■ DIRECTIONS:
According to the text on curiosity, how was curiosity primarily seen from before the Middle Ages until the early seventeenth century?

Desire to know why, and how, curiosity; such as is in no living creature but man: so that man is distinguished, not only by his reason, but also by this singular passion from other animals; in whom the appetite of food, and other pleasures of sense, by predominance, take away the care of knowing causes; which is a lust of the mind, that by a perseverance of delight in the continual and indefatigable generation of knowledge, exceedeth the short vehemence of any carnal pleasure.— Thomas Hobbes, Leviathan
In his 1972 book, Albert Einstein: Creator and Rebel, mathematician and physicist Banesh Hoffmann relates that Einstein didn’t attribute his success to any special talent or to his intellect. One of the greatest physicists—and greatest minds—to ever exist considered himself a testimony to the benefits of being curious.
Einstein’s praise of curiosity was unusual at the time, as it is only quite recently that psychologists have tried to map out the science behind our curious minds—although philosophers have tackled the subject for centuries. This is unsurprising. As astrophysicist Mario Livio points out in an interview about his book on curiosity:
We all know about the Middle Ages, the medieval times when curiosity was almost taken out of existence. It was mostly the church that wanted to convey to the masses the feeling that everything worth knowing is already known. They built walls around all types of knowledge and really oppressed curiosity in this way.
From before the Middle Ages to up until the early seventeenth century, curiosity was primarily seen as an “intellectual vice,” as Peter Harrison puts it. It was generally characterized, Harrison explains, as a “form of intemperance” and dismissed as “useless” by certain philosophers, while the Church fathers associated the trait with Adam and Eve’s sin when they partook of the forbidden tree of the knowledge of good and evil, making curiosity “along with pride and disobedience, thus implicated in the first sin and in the subsequent fall of the whole human race.”

■ EXTRACTED DATA:
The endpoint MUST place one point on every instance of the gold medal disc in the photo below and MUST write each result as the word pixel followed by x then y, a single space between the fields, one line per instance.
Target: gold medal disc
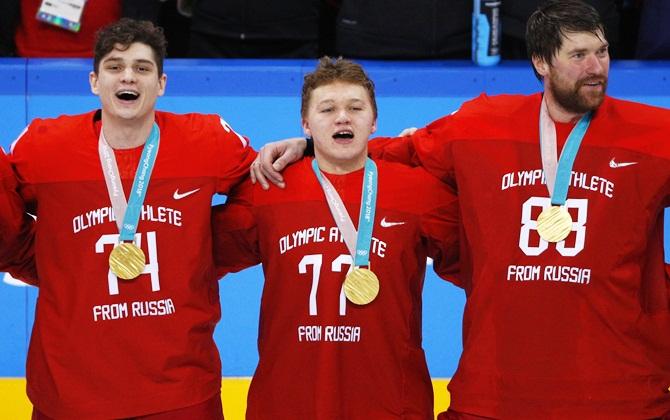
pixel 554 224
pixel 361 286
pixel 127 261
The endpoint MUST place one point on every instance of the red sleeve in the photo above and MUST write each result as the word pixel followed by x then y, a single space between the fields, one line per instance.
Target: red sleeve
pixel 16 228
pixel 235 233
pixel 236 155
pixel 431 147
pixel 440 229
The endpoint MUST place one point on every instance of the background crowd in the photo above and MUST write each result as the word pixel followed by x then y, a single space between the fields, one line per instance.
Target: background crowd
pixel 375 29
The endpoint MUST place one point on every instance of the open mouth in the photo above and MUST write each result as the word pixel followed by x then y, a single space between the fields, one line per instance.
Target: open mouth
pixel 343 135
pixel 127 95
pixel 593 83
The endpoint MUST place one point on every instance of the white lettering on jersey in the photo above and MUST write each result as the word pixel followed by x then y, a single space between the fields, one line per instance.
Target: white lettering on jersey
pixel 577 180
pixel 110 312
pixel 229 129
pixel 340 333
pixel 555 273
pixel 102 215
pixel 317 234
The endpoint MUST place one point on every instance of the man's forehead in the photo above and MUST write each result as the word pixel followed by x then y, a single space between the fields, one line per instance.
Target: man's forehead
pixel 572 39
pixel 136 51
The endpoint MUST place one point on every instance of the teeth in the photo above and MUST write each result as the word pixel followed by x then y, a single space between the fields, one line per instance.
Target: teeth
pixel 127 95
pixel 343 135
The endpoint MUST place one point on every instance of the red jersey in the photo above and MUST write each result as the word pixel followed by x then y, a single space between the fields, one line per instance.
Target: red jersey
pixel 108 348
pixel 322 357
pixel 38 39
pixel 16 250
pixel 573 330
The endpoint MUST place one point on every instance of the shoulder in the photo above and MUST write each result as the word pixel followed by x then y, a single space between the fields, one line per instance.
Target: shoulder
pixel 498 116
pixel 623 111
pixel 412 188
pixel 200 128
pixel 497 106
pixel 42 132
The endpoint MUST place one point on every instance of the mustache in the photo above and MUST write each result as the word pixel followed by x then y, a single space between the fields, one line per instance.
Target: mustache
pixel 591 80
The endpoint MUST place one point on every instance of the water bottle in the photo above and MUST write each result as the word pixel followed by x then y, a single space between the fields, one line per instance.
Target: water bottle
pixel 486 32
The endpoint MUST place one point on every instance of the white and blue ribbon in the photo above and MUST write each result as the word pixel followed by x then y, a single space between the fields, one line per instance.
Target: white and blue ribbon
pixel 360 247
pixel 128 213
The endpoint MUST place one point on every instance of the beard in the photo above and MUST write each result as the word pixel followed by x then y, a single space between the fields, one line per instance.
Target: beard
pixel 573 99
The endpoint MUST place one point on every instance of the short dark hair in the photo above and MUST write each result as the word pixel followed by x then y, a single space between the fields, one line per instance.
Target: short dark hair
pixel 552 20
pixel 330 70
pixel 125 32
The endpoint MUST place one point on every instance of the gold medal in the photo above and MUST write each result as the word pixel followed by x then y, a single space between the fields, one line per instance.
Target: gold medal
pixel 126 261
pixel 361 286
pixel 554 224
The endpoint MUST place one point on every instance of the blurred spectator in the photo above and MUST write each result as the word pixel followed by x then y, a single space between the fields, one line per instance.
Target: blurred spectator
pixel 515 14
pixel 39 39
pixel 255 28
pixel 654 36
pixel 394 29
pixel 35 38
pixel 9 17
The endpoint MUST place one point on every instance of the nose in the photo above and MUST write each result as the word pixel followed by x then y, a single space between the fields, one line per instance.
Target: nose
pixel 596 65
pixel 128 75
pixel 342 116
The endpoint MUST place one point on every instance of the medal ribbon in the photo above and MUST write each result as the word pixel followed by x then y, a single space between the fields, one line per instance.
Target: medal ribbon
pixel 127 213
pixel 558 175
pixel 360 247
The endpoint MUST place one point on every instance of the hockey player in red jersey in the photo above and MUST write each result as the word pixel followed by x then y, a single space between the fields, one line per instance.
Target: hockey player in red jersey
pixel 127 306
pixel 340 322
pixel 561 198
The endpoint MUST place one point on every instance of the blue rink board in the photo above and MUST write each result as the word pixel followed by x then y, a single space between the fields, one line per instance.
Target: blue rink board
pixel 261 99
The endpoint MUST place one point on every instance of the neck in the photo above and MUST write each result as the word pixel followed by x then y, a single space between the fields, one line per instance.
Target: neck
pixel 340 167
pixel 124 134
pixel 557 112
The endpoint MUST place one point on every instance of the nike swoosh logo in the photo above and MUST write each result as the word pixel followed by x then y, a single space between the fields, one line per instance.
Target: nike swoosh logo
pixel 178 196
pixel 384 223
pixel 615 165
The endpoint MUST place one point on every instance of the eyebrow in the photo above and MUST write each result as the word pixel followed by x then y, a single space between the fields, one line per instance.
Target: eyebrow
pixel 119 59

■ THE RESPONSE:
As an "intellectual vice."